The records:
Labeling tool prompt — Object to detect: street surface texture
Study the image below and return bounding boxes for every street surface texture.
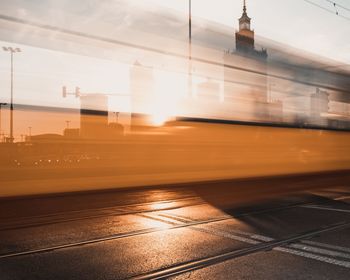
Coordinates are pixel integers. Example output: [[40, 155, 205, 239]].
[[1, 174, 350, 279]]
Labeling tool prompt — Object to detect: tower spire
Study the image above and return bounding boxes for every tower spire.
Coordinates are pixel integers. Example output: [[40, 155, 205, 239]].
[[236, 0, 254, 51], [238, 0, 251, 31], [234, 0, 267, 58]]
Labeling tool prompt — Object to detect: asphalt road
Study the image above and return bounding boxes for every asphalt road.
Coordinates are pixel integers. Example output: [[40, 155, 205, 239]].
[[1, 175, 350, 279]]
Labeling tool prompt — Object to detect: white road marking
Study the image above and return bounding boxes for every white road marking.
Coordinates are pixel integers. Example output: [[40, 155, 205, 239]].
[[193, 225, 259, 245], [205, 225, 350, 268], [290, 243, 350, 260], [276, 247, 350, 268], [157, 212, 350, 268], [300, 205, 350, 213], [302, 240, 350, 254], [249, 233, 350, 258], [334, 196, 350, 201]]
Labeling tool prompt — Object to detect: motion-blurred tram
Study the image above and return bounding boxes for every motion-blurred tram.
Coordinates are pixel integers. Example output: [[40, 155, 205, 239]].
[[1, 114, 350, 198], [0, 1, 350, 198]]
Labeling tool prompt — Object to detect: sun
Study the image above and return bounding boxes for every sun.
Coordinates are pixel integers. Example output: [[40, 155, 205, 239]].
[[149, 69, 188, 126]]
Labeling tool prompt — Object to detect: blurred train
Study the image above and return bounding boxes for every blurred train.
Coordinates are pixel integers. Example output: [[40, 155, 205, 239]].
[[0, 1, 350, 198], [1, 115, 350, 198]]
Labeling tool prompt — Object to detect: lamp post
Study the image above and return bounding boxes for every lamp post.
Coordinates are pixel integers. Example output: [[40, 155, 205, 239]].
[[113, 112, 120, 123], [189, 0, 192, 53], [268, 83, 276, 103], [28, 126, 32, 142], [188, 0, 192, 98], [2, 46, 21, 143], [0, 102, 7, 142]]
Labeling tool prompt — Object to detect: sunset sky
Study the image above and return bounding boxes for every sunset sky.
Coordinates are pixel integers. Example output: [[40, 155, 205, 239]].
[[0, 0, 349, 138]]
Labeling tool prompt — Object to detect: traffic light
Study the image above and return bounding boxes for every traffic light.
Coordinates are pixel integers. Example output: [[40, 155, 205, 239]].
[[62, 86, 67, 98], [75, 87, 80, 98]]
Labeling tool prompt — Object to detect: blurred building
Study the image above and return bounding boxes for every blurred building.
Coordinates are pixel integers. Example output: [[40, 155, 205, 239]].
[[80, 94, 109, 139], [309, 88, 329, 126], [196, 79, 221, 101], [268, 100, 283, 122], [63, 128, 80, 139], [235, 2, 267, 60], [130, 61, 155, 127], [224, 1, 269, 121]]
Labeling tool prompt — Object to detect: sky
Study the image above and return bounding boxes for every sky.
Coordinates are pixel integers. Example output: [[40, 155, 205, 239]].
[[0, 0, 350, 138], [149, 0, 350, 63]]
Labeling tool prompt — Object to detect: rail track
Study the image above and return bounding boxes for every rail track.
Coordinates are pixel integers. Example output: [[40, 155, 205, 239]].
[[0, 198, 336, 260]]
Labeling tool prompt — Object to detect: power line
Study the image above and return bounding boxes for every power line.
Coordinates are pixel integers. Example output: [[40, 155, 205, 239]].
[[1, 14, 349, 96], [324, 0, 350, 13], [304, 0, 350, 21]]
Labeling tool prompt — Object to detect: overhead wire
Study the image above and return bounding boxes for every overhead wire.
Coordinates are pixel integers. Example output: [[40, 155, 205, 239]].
[[324, 0, 350, 13], [304, 0, 350, 21]]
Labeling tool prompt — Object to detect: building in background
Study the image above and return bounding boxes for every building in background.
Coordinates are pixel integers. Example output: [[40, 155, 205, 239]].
[[196, 79, 221, 101], [309, 88, 329, 126], [130, 61, 155, 127], [224, 0, 271, 121], [235, 1, 268, 60], [80, 94, 109, 139]]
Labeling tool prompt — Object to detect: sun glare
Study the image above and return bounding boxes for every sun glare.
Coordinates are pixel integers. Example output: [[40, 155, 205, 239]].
[[151, 112, 169, 126], [149, 69, 187, 126]]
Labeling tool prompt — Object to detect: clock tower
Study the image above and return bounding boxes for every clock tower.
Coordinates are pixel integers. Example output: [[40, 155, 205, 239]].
[[224, 0, 269, 117], [236, 0, 255, 52]]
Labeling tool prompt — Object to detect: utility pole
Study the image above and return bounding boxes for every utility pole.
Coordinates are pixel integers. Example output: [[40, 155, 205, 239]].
[[28, 126, 32, 141], [113, 112, 120, 123], [2, 46, 21, 143], [0, 102, 7, 142], [188, 0, 193, 98], [268, 83, 275, 103]]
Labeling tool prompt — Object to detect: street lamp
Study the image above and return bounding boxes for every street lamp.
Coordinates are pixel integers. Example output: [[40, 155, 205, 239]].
[[188, 0, 193, 98], [268, 83, 276, 103], [2, 46, 21, 143], [28, 126, 32, 142], [189, 0, 192, 52], [0, 102, 7, 142]]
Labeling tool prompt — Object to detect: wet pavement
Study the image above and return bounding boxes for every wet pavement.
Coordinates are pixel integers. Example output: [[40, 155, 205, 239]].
[[1, 182, 350, 279]]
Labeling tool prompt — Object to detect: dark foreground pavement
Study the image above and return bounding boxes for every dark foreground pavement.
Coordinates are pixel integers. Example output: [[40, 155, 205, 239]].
[[1, 171, 350, 279]]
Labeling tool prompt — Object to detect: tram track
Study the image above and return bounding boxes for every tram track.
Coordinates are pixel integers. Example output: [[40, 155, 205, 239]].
[[0, 199, 322, 260], [128, 221, 350, 280], [0, 215, 230, 260], [0, 191, 325, 232], [0, 196, 203, 231]]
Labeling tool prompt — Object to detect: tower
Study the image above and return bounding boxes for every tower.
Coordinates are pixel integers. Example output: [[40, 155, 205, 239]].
[[236, 0, 255, 52], [224, 0, 269, 120]]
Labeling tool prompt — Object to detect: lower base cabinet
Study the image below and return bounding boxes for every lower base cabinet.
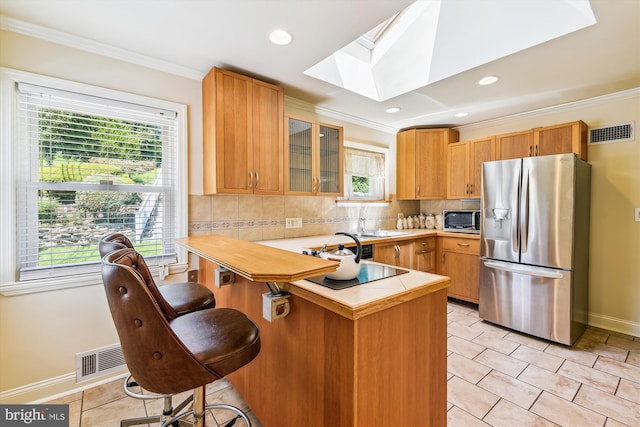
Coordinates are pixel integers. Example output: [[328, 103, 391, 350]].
[[373, 240, 413, 268], [414, 237, 436, 272], [437, 236, 480, 303]]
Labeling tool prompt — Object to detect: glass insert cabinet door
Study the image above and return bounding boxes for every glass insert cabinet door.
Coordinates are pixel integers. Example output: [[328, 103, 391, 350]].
[[285, 116, 343, 195]]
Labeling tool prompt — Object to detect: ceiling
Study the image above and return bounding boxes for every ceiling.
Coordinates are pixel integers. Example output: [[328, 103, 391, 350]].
[[1, 0, 639, 132]]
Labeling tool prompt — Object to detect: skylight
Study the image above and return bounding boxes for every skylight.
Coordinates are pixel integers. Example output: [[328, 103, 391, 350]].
[[304, 0, 597, 102]]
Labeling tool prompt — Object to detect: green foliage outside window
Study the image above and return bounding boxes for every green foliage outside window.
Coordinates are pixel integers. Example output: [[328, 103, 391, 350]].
[[352, 176, 369, 193]]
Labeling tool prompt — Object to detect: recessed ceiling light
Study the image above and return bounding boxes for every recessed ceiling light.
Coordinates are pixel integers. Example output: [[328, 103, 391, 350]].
[[386, 107, 401, 113], [454, 112, 469, 117], [269, 29, 292, 45], [478, 75, 499, 86]]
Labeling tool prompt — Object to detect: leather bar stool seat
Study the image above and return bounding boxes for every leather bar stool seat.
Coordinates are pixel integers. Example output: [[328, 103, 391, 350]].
[[99, 233, 215, 315]]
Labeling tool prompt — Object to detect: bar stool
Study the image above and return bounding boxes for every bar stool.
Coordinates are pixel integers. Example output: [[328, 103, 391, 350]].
[[102, 248, 260, 427], [99, 234, 215, 426]]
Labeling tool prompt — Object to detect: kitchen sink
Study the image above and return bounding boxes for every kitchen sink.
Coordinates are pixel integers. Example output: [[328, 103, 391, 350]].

Prompt: The reply should consist solely of the lines above from the one that has "Study the image above and return bounding boxes for every power" through the one that has "every sun glare.", reproduced exactly.

Your solution:
Study the image above and return bounding boxes for every power line.
Coordinates are pixel integers. Example output: [[40, 155, 205, 239]].
[[1, 14, 349, 96], [324, 0, 350, 13], [304, 0, 350, 21]]
Labeling tool prompt — Object to detect: overhead wire
Study the image above and return bounding boxes for every overhead wire.
Coordinates are pixel integers. Example output: [[40, 155, 205, 239]].
[[324, 0, 350, 13], [304, 0, 350, 21]]
Labeling tool prompt — Object to detect: building in background
Study the image above and return bounding boxes for every building in background.
Coordinates are pixel integers. Example output: [[40, 155, 205, 239]].
[[196, 79, 221, 101], [309, 88, 329, 126], [130, 61, 155, 127], [224, 0, 271, 121], [235, 1, 268, 60], [80, 94, 109, 139]]
Labeling tool prompt — Object to detect: sun glare
Study the image above and return bounding boxes for every sun glare.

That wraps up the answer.